### [Brief]
Copy out all of the material below, changing each "Trace" to "Draw" and leaving everything else the same.

### [Raw data]
________

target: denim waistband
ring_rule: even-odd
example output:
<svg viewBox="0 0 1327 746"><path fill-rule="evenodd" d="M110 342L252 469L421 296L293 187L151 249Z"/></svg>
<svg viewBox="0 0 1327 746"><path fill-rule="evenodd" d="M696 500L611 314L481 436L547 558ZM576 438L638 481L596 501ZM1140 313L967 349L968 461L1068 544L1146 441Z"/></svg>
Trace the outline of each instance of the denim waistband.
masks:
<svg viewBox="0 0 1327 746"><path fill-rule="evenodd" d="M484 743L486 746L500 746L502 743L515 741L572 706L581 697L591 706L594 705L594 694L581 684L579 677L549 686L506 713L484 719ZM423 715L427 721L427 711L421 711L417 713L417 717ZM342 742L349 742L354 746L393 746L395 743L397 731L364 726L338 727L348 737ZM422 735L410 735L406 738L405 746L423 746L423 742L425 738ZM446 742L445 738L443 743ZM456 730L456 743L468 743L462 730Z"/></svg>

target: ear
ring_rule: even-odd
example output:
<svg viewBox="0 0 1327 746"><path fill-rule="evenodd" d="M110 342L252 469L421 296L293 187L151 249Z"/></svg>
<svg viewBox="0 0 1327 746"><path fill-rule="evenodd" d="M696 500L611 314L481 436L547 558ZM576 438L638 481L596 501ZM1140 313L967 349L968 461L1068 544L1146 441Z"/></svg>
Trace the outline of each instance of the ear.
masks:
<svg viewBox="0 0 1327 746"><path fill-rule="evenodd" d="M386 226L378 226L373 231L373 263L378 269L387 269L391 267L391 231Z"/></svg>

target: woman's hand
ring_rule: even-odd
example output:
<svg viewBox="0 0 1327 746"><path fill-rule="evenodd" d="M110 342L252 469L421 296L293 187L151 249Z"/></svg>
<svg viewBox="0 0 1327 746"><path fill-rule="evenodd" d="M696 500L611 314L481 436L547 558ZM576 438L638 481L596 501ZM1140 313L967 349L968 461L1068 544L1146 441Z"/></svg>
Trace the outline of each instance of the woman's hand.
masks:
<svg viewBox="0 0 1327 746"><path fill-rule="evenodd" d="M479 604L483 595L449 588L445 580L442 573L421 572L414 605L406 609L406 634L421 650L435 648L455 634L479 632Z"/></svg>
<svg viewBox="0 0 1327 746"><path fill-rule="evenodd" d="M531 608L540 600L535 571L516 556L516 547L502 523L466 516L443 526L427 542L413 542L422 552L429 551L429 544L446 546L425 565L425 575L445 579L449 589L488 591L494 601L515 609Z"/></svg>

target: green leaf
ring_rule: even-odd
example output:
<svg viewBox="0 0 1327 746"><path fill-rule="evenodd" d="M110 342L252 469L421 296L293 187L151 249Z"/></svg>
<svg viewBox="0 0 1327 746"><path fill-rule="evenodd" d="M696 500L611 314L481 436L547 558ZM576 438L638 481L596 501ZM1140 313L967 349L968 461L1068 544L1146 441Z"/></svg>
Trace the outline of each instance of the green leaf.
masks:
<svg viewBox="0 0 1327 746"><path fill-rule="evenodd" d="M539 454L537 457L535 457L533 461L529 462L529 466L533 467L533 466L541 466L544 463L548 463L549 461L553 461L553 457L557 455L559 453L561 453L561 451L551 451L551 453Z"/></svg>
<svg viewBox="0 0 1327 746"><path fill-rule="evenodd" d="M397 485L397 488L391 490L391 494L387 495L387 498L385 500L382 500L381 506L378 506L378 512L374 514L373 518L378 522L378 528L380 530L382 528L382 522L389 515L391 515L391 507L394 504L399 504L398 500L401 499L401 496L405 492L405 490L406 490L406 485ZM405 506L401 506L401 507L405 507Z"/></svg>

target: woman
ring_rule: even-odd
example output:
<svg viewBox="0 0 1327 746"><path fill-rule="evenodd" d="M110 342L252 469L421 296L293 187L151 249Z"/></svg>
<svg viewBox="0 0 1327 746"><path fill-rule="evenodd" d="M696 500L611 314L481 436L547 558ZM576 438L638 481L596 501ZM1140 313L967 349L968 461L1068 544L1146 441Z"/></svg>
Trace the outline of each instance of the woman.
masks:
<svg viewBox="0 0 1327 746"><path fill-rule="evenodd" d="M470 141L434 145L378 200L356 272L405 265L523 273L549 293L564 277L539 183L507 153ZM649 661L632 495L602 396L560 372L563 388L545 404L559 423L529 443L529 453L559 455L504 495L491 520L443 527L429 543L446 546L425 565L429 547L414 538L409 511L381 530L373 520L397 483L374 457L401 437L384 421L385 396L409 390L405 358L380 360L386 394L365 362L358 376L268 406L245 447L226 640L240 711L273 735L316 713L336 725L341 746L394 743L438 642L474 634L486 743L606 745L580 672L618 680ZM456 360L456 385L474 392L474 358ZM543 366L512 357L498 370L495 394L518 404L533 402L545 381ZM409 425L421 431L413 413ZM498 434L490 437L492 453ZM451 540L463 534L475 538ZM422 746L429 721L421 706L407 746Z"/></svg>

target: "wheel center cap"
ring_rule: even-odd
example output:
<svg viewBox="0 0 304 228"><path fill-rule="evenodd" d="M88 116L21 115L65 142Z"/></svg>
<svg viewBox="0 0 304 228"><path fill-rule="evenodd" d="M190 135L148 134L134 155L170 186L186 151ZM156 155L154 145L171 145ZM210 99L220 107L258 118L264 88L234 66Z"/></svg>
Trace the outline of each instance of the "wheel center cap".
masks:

________

### [Reply to the task]
target: denim waistband
ring_rule: even-odd
example output:
<svg viewBox="0 0 1327 746"><path fill-rule="evenodd" d="M110 342L252 469L421 296L293 187L151 249Z"/></svg>
<svg viewBox="0 0 1327 746"><path fill-rule="evenodd" d="M696 500L611 314L481 436L547 558ZM576 438L638 481L596 501ZM1140 313L967 349L968 461L1068 544L1146 441Z"/></svg>
Draw the outline of each instance of the denim waistband.
masks:
<svg viewBox="0 0 1327 746"><path fill-rule="evenodd" d="M484 743L486 746L500 746L502 743L515 741L572 706L581 697L591 706L594 705L594 694L581 684L579 677L549 686L506 713L484 719ZM423 715L427 721L427 711L421 711L417 713L417 717ZM342 742L349 742L354 746L393 746L395 743L397 731L364 726L338 727L348 737ZM422 735L410 735L406 738L405 746L423 746L423 742L425 738ZM446 742L445 738L443 743ZM456 730L456 743L468 743L462 730Z"/></svg>

target: ear
ring_rule: even-odd
example output:
<svg viewBox="0 0 1327 746"><path fill-rule="evenodd" d="M110 342L252 469L421 296L293 187L151 249Z"/></svg>
<svg viewBox="0 0 1327 746"><path fill-rule="evenodd" d="M696 500L611 314L481 436L547 558ZM576 438L638 481L596 501ZM1140 313L967 349L968 461L1068 544L1146 441Z"/></svg>
Draw the outline of each instance of the ear.
masks:
<svg viewBox="0 0 1327 746"><path fill-rule="evenodd" d="M386 226L378 226L373 231L373 263L378 269L387 269L391 267L391 231Z"/></svg>

target: woman's hand
ring_rule: even-odd
example output:
<svg viewBox="0 0 1327 746"><path fill-rule="evenodd" d="M110 342L252 469L421 296L293 187L151 249Z"/></svg>
<svg viewBox="0 0 1327 746"><path fill-rule="evenodd" d="M696 500L611 314L481 436L547 558ZM576 438L638 481L596 501ZM1140 313L967 349L968 461L1068 544L1146 441Z"/></svg>
Draw the outline of each instance of the woman's hand.
masks:
<svg viewBox="0 0 1327 746"><path fill-rule="evenodd" d="M479 604L483 595L449 588L445 580L442 573L421 572L414 605L406 609L406 634L421 650L435 648L455 634L479 632Z"/></svg>
<svg viewBox="0 0 1327 746"><path fill-rule="evenodd" d="M531 608L540 600L535 571L516 556L516 547L502 523L466 516L443 526L427 542L413 542L422 552L429 551L429 544L446 546L425 565L425 575L445 579L449 589L488 591L494 601L515 609Z"/></svg>

target: green leaf
ring_rule: even-odd
example output:
<svg viewBox="0 0 1327 746"><path fill-rule="evenodd" d="M110 342L252 469L421 296L293 187L151 249Z"/></svg>
<svg viewBox="0 0 1327 746"><path fill-rule="evenodd" d="M696 500L611 314L481 436L547 558ZM576 438L638 481L596 501ZM1140 313L967 349L968 461L1068 544L1146 441Z"/></svg>
Draw the outline of each instance of the green leaf.
masks:
<svg viewBox="0 0 1327 746"><path fill-rule="evenodd" d="M539 454L537 457L535 457L533 461L529 462L529 466L533 467L533 466L541 466L544 463L548 463L549 461L553 461L553 457L557 455L559 453L561 453L561 451L551 451L551 453Z"/></svg>
<svg viewBox="0 0 1327 746"><path fill-rule="evenodd" d="M397 485L397 488L391 490L391 494L387 495L387 498L385 500L382 500L381 506L378 506L378 512L374 514L373 518L378 522L378 528L380 530L382 528L382 522L389 515L391 515L391 507L394 504L399 504L398 500L401 499L401 496L405 492L405 490L406 490L406 485ZM405 506L401 506L401 507L405 507Z"/></svg>

target: woman
ring_rule: even-odd
example output:
<svg viewBox="0 0 1327 746"><path fill-rule="evenodd" d="M110 342L252 469L421 296L293 187L151 249Z"/></svg>
<svg viewBox="0 0 1327 746"><path fill-rule="evenodd" d="M696 500L611 314L481 436L547 558ZM576 438L638 481L596 501ZM1140 313L967 349L968 461L1068 544L1146 441Z"/></svg>
Draw the outline of each instance of the woman.
masks:
<svg viewBox="0 0 1327 746"><path fill-rule="evenodd" d="M470 141L434 145L378 200L356 272L405 265L523 273L549 293L564 277L539 183L507 153ZM649 661L632 495L602 396L560 372L563 388L545 404L559 423L529 443L529 453L559 455L504 495L491 520L443 527L429 543L446 546L425 565L429 547L414 538L409 511L381 530L373 520L397 483L374 457L401 437L384 421L385 396L409 390L405 358L380 360L386 394L365 362L358 376L268 406L245 447L226 640L240 711L273 735L316 713L336 725L341 746L394 743L438 642L474 634L486 743L606 745L580 672L618 680ZM456 360L456 385L474 392L474 358ZM543 366L512 357L498 370L495 394L518 404L533 402L545 381ZM409 425L421 431L413 413ZM498 434L490 437L492 453ZM451 540L463 534L475 538ZM422 746L429 721L421 706L407 746Z"/></svg>

target: "wheel center cap"
ring_rule: even-odd
example output:
<svg viewBox="0 0 304 228"><path fill-rule="evenodd" d="M88 116L21 115L65 142Z"/></svg>
<svg viewBox="0 0 304 228"><path fill-rule="evenodd" d="M190 135L148 134L134 155L170 186L186 151ZM156 155L154 145L171 145ZM210 99L220 107L258 118L264 88L234 66Z"/></svg>
Draw the outline of each instance of the "wheel center cap".
masks:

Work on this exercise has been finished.